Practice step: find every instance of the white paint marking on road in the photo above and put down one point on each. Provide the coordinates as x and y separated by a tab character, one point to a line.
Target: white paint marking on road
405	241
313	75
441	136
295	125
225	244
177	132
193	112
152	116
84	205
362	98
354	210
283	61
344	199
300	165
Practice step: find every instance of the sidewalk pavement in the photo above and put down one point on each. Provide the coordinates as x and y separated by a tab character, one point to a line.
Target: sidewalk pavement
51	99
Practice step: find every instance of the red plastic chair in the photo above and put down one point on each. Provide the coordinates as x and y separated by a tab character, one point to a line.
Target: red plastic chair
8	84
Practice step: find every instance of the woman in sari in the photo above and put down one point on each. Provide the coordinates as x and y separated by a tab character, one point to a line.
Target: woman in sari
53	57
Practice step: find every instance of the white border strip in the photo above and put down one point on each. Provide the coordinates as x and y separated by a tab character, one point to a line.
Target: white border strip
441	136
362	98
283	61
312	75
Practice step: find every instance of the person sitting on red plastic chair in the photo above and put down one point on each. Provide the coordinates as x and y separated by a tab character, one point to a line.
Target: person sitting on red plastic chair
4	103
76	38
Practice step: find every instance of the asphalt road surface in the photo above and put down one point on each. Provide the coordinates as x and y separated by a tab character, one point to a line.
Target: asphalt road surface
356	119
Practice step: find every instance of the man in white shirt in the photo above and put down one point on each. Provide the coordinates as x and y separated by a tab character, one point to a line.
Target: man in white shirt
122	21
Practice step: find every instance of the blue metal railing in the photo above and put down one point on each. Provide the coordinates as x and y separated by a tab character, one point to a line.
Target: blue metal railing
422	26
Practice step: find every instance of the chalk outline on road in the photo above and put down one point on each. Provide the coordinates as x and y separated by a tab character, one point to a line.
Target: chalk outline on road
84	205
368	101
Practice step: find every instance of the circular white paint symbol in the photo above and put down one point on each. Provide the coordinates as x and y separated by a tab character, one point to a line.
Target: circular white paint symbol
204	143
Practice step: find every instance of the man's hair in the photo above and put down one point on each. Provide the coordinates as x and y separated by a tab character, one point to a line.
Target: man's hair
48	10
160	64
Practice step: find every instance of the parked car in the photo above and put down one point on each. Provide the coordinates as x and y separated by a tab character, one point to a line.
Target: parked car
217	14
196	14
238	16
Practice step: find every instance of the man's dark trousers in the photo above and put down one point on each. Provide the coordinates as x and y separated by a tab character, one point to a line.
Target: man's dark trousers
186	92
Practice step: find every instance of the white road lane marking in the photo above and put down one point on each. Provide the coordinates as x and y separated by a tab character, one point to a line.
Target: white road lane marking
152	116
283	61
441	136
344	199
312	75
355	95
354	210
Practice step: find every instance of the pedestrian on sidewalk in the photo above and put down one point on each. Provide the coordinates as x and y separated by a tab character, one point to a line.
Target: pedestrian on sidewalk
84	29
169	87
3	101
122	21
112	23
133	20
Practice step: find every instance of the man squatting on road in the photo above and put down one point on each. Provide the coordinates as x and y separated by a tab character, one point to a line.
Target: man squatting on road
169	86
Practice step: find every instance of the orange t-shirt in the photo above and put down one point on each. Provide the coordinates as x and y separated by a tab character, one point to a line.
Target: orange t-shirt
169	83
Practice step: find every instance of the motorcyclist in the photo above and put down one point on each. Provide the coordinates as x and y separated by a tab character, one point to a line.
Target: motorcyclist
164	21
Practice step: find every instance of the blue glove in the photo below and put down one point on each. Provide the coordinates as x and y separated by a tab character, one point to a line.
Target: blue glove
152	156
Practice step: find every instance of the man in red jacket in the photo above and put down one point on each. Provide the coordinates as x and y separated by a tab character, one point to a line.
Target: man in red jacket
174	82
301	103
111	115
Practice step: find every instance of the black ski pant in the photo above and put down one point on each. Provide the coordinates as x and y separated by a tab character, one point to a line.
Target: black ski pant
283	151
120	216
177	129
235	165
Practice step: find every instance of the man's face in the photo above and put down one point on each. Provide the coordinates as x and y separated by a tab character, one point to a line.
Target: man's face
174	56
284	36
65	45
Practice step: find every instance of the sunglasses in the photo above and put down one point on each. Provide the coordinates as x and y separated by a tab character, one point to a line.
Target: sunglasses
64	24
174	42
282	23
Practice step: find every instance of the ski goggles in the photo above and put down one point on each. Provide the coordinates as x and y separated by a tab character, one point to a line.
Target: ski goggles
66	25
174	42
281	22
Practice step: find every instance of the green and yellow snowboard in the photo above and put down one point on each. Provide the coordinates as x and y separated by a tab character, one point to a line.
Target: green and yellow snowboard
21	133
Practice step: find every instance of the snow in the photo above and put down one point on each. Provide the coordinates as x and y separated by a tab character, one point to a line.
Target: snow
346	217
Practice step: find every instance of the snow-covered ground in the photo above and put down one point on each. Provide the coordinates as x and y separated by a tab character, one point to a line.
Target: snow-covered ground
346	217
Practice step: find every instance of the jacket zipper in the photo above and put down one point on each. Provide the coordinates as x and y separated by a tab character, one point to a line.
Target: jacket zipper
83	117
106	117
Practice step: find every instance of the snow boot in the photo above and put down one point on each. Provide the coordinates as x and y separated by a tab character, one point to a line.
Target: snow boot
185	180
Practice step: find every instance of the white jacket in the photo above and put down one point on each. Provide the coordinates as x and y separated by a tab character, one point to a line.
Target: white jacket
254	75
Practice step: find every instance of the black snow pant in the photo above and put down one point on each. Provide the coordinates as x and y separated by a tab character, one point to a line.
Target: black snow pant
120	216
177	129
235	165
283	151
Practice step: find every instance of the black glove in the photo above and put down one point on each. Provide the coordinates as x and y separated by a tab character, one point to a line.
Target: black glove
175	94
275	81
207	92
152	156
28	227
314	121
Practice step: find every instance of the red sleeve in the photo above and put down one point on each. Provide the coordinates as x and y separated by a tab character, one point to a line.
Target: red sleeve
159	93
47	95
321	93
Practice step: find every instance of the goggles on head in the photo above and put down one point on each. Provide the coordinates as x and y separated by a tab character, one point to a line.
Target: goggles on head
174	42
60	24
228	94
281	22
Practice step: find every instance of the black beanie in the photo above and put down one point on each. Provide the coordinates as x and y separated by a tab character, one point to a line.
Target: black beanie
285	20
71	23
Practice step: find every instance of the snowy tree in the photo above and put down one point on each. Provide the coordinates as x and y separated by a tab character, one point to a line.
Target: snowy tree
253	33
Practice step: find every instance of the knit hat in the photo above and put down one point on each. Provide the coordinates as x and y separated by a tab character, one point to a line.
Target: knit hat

----------------------------------------

### EXERCISE
Please report every line of the listing that contains the string "knit".

### TASK ANSWER
Practice step: find every instance of the knit hat in the photo above and put down one point on each. Provide the coordinates as x and y separated by a tab character, one point to a line.
Target: knit hat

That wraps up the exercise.